Location identification entries
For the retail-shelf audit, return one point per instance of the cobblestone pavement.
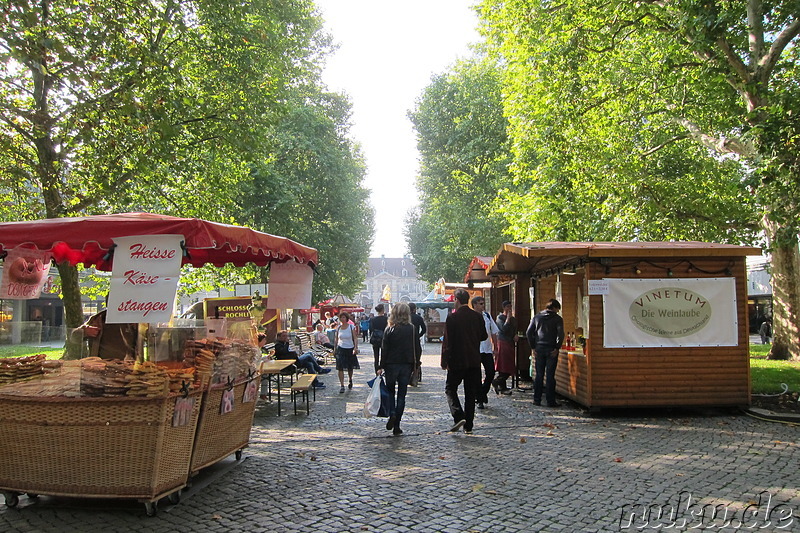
(525, 468)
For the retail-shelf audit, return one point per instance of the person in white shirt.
(488, 349)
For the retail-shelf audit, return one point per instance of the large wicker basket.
(94, 447)
(221, 434)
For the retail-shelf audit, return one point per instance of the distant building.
(399, 273)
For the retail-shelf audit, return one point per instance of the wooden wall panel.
(659, 377)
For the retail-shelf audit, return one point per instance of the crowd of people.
(478, 353)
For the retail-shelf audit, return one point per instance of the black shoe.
(458, 425)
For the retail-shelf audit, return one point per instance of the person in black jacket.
(397, 361)
(546, 335)
(464, 330)
(376, 326)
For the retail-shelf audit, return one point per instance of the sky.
(388, 52)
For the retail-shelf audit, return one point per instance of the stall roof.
(515, 257)
(88, 240)
(477, 269)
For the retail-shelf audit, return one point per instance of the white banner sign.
(144, 279)
(290, 286)
(670, 312)
(25, 271)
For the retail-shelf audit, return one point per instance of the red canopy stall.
(117, 429)
(89, 240)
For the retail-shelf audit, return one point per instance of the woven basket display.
(96, 447)
(221, 434)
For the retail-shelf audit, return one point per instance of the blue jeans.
(399, 374)
(309, 362)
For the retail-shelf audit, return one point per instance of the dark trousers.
(472, 384)
(487, 360)
(376, 352)
(546, 359)
(399, 375)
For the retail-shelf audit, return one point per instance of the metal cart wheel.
(12, 499)
(151, 508)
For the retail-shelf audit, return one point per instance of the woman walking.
(346, 343)
(397, 362)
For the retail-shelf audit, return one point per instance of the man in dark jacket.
(546, 335)
(461, 357)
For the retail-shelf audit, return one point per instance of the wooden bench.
(301, 386)
(306, 342)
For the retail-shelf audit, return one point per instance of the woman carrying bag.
(397, 362)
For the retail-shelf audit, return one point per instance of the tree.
(671, 119)
(461, 137)
(311, 189)
(152, 104)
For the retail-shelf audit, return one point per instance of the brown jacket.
(463, 332)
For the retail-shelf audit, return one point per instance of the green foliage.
(461, 136)
(605, 102)
(311, 190)
(205, 108)
(767, 376)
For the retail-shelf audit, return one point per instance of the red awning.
(88, 240)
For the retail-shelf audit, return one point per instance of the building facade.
(399, 273)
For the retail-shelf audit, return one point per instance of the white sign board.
(144, 279)
(670, 312)
(290, 286)
(598, 286)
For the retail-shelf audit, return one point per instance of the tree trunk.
(73, 308)
(785, 296)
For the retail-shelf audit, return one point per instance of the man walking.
(487, 350)
(464, 330)
(546, 334)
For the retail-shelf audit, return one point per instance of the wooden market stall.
(656, 323)
(111, 428)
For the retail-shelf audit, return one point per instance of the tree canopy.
(164, 106)
(650, 119)
(464, 152)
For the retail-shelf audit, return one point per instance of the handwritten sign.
(144, 278)
(25, 271)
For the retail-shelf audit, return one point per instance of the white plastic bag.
(373, 403)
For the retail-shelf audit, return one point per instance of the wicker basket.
(94, 447)
(219, 435)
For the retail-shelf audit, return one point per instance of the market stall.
(111, 428)
(649, 324)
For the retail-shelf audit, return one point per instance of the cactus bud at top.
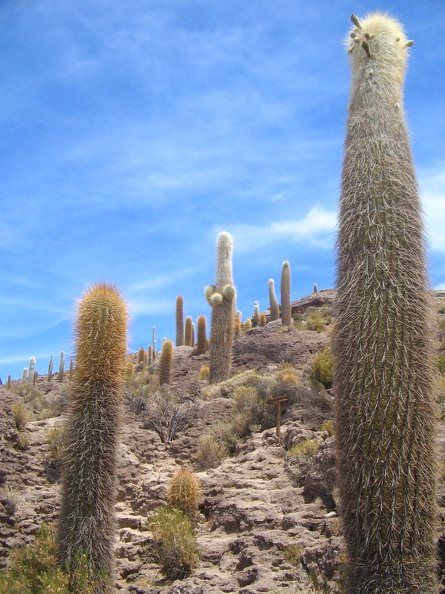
(385, 416)
(86, 524)
(221, 344)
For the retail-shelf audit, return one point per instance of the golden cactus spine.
(220, 296)
(179, 320)
(86, 525)
(286, 310)
(166, 362)
(385, 415)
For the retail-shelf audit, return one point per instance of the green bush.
(174, 542)
(33, 570)
(323, 367)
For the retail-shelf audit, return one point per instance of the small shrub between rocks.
(174, 545)
(184, 492)
(210, 452)
(33, 570)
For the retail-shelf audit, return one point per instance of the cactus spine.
(220, 296)
(166, 362)
(86, 525)
(274, 309)
(383, 377)
(286, 310)
(179, 321)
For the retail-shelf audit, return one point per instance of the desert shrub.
(323, 367)
(184, 492)
(33, 570)
(328, 426)
(440, 364)
(299, 459)
(21, 415)
(55, 437)
(204, 372)
(225, 389)
(210, 452)
(174, 543)
(226, 434)
(167, 414)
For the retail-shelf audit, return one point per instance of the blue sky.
(134, 132)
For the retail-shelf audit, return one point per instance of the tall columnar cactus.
(286, 311)
(179, 320)
(166, 362)
(86, 525)
(256, 314)
(31, 370)
(274, 309)
(220, 296)
(188, 331)
(61, 373)
(383, 376)
(201, 346)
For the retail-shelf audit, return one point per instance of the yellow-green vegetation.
(21, 415)
(184, 492)
(33, 570)
(306, 448)
(328, 426)
(323, 367)
(204, 373)
(55, 437)
(210, 452)
(293, 554)
(174, 546)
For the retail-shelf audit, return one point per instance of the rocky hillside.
(268, 518)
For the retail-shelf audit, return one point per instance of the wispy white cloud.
(316, 228)
(432, 185)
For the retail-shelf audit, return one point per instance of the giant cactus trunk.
(220, 296)
(86, 525)
(383, 379)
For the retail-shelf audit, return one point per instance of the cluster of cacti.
(86, 525)
(385, 419)
(220, 296)
(179, 320)
(274, 308)
(166, 362)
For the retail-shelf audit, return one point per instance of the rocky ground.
(266, 524)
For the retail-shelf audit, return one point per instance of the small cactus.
(286, 311)
(86, 525)
(166, 362)
(221, 296)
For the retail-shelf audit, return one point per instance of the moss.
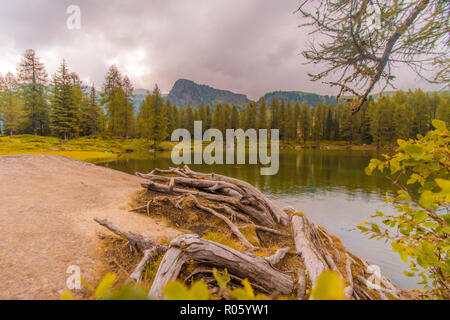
(250, 234)
(91, 149)
(149, 273)
(223, 239)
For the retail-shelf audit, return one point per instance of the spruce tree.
(65, 99)
(262, 115)
(305, 122)
(32, 79)
(11, 112)
(234, 118)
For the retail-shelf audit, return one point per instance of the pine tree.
(11, 113)
(274, 114)
(289, 123)
(218, 118)
(32, 79)
(171, 117)
(305, 122)
(189, 119)
(282, 119)
(115, 101)
(227, 117)
(93, 116)
(234, 118)
(65, 99)
(443, 110)
(128, 109)
(297, 120)
(262, 115)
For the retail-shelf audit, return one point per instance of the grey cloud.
(250, 46)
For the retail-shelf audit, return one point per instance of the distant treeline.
(64, 107)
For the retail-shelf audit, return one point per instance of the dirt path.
(47, 207)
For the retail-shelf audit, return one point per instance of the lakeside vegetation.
(67, 109)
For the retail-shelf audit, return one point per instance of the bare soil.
(47, 207)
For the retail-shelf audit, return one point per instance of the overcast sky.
(247, 46)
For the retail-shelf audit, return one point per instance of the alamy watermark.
(73, 282)
(73, 22)
(214, 153)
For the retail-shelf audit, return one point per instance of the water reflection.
(329, 186)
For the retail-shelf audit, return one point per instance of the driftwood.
(253, 212)
(240, 205)
(301, 284)
(314, 262)
(135, 241)
(192, 247)
(279, 215)
(149, 255)
(138, 242)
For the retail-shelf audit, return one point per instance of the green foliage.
(419, 233)
(198, 290)
(105, 290)
(177, 290)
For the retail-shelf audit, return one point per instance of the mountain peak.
(186, 91)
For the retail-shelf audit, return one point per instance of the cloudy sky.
(247, 46)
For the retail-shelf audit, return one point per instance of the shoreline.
(98, 150)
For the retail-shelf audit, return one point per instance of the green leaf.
(420, 217)
(199, 291)
(413, 149)
(439, 125)
(176, 290)
(128, 292)
(329, 286)
(430, 225)
(222, 279)
(105, 285)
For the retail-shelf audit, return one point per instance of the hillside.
(188, 92)
(310, 99)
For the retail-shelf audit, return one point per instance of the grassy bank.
(94, 149)
(86, 149)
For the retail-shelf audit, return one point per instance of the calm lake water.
(330, 187)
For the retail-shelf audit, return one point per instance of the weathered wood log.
(192, 247)
(135, 241)
(279, 215)
(348, 268)
(149, 255)
(212, 186)
(278, 256)
(206, 270)
(230, 224)
(168, 270)
(301, 284)
(254, 213)
(305, 248)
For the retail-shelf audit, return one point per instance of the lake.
(329, 186)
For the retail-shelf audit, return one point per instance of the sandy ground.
(47, 207)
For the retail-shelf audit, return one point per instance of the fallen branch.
(149, 255)
(135, 241)
(279, 215)
(192, 247)
(312, 260)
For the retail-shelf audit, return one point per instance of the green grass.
(89, 149)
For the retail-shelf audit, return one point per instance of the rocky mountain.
(310, 99)
(188, 92)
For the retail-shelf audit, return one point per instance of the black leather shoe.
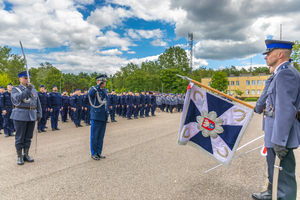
(20, 157)
(266, 195)
(101, 156)
(95, 157)
(26, 156)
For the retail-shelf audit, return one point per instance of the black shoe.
(101, 156)
(266, 195)
(20, 157)
(26, 156)
(95, 157)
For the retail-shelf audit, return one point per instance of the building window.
(258, 92)
(259, 82)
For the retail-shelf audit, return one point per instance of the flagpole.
(216, 91)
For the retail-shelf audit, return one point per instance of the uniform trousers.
(24, 133)
(54, 116)
(8, 124)
(77, 115)
(43, 121)
(153, 107)
(147, 110)
(287, 186)
(97, 135)
(142, 110)
(87, 115)
(112, 112)
(64, 113)
(129, 111)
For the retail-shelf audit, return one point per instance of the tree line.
(157, 75)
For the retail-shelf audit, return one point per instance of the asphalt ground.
(143, 161)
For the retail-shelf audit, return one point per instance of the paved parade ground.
(143, 161)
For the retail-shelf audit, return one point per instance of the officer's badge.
(209, 124)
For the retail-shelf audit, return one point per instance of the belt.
(272, 114)
(27, 108)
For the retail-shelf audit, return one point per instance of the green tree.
(219, 81)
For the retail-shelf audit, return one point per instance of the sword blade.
(28, 77)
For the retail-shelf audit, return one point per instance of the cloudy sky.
(102, 36)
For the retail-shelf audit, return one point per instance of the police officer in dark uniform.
(99, 115)
(147, 104)
(136, 103)
(1, 120)
(7, 105)
(65, 105)
(27, 110)
(282, 129)
(55, 106)
(129, 105)
(44, 103)
(142, 104)
(87, 108)
(112, 106)
(153, 104)
(77, 107)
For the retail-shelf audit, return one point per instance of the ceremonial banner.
(212, 124)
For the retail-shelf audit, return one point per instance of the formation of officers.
(77, 106)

### INSTRUCTIONS TO FOLLOW
Write out again, unchanged, every line from the line containing "the uniform trousers." to the final line of the material above.

### ANSWER FOR THE TASK
For the retail-shelf audit, return one point per instance of the uniform trousers.
(24, 133)
(54, 116)
(8, 124)
(77, 115)
(43, 121)
(153, 107)
(147, 110)
(287, 186)
(97, 135)
(142, 110)
(87, 115)
(112, 112)
(64, 113)
(129, 111)
For the retail-shelf audit, return one point per instance of the tree line.
(157, 75)
For the retail-shelf audit, return one point per instance of the asphalt ground.
(143, 161)
For the retail-shelf audit, return one point per instance of the paved parade ground.
(143, 161)
For the retail-shelf audit, return one point per instance of the officer's badge.
(209, 124)
For the retail-shelf audit, return one point per instance of the belt.
(272, 114)
(27, 108)
For the retail-shelf audit, return one point per instance of the green tree.
(219, 81)
For the retail-shelf audit, return one point per instance of the sword blade.
(28, 77)
For the retail-shelf audit, return one point per instance of the cloudy sky.
(102, 36)
For the retail-shelf audit, return one point per instance of the police officer in dark uniform.
(99, 115)
(147, 104)
(136, 103)
(1, 120)
(7, 105)
(65, 105)
(27, 110)
(282, 129)
(55, 106)
(129, 105)
(44, 103)
(142, 104)
(87, 108)
(112, 106)
(153, 104)
(77, 107)
For the retail-shelf audit, return one point per instance of the ceremonial banner.
(212, 124)
For the retail-shelf audit, return one point per instance of the formation of officers.
(77, 106)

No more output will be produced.